REQUIRED TASK:
Rescale the records starting at the line containing "of the tunnel" and ending at the line containing "(1004, 357)", both lines included, copying every line with the requests intact. Multiply each answer point coordinate by 1.75 and round to whole numbers with halves rounded up, leaving the sample coordinates within the requests unchanged.

EXERCISE INPUT:
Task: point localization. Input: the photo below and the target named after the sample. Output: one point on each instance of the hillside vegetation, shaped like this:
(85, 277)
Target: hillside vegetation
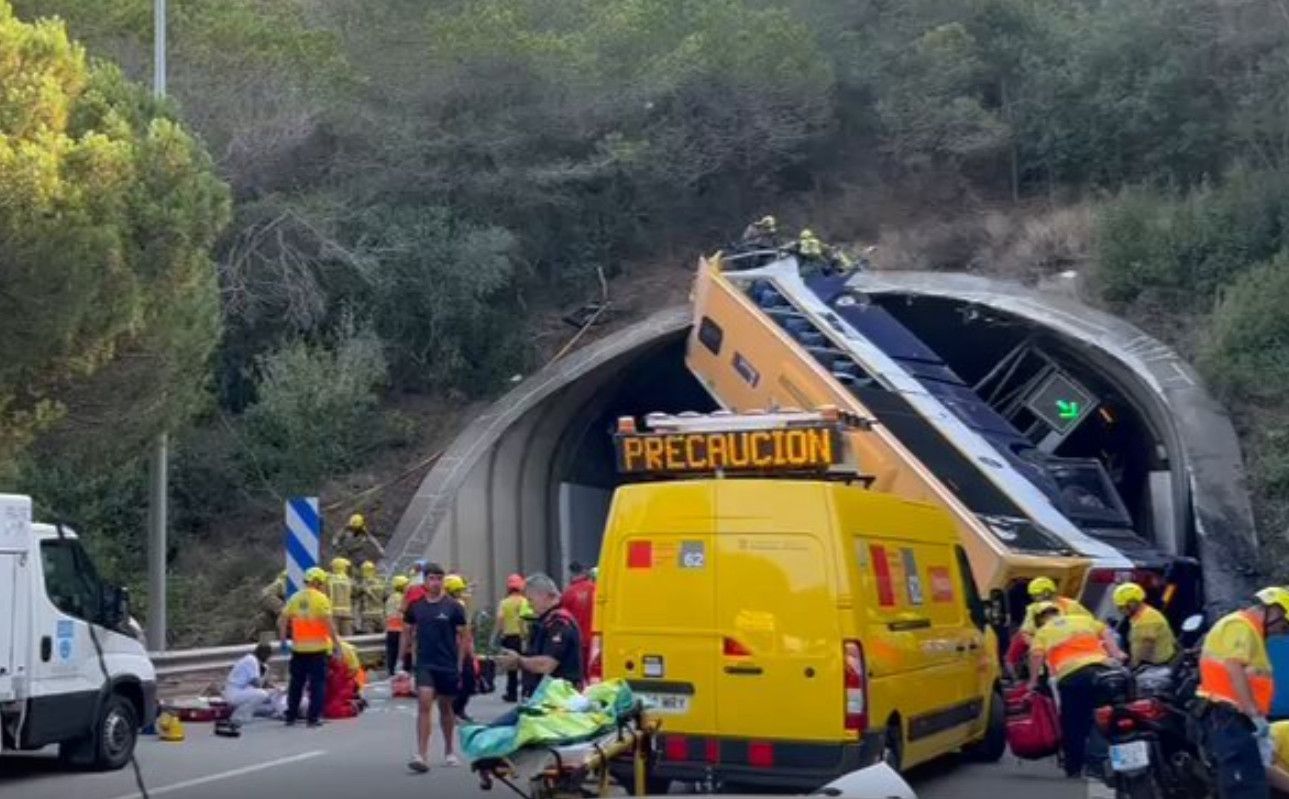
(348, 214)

==

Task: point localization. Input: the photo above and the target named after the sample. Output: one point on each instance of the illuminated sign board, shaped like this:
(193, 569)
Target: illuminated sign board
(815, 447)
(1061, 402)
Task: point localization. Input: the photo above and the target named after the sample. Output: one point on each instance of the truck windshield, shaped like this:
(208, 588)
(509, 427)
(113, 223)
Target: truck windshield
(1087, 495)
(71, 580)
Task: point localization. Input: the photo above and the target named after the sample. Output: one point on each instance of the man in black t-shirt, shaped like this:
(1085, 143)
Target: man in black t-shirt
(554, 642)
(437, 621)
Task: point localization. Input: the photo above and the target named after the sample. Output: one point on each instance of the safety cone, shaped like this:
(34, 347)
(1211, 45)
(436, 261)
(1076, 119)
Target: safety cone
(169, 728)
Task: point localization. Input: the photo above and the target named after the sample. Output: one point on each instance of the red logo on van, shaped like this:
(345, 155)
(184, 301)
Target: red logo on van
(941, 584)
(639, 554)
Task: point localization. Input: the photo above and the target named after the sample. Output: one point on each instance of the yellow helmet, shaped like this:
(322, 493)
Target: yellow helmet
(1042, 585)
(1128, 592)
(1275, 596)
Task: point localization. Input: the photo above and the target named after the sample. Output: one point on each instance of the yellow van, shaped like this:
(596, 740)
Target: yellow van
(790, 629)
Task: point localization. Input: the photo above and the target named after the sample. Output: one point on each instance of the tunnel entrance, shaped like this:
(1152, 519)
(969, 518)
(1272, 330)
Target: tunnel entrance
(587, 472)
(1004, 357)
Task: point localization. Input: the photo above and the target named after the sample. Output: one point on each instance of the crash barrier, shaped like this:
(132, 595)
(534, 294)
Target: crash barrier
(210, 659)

REPLY:
Task: point localization. Input: the photo above and the target named after the sample. Output: one point on each instance of the tunnel entrance, shaped like this:
(1152, 519)
(969, 518)
(1272, 330)
Target: tunnel entrance
(1027, 826)
(1757, 625)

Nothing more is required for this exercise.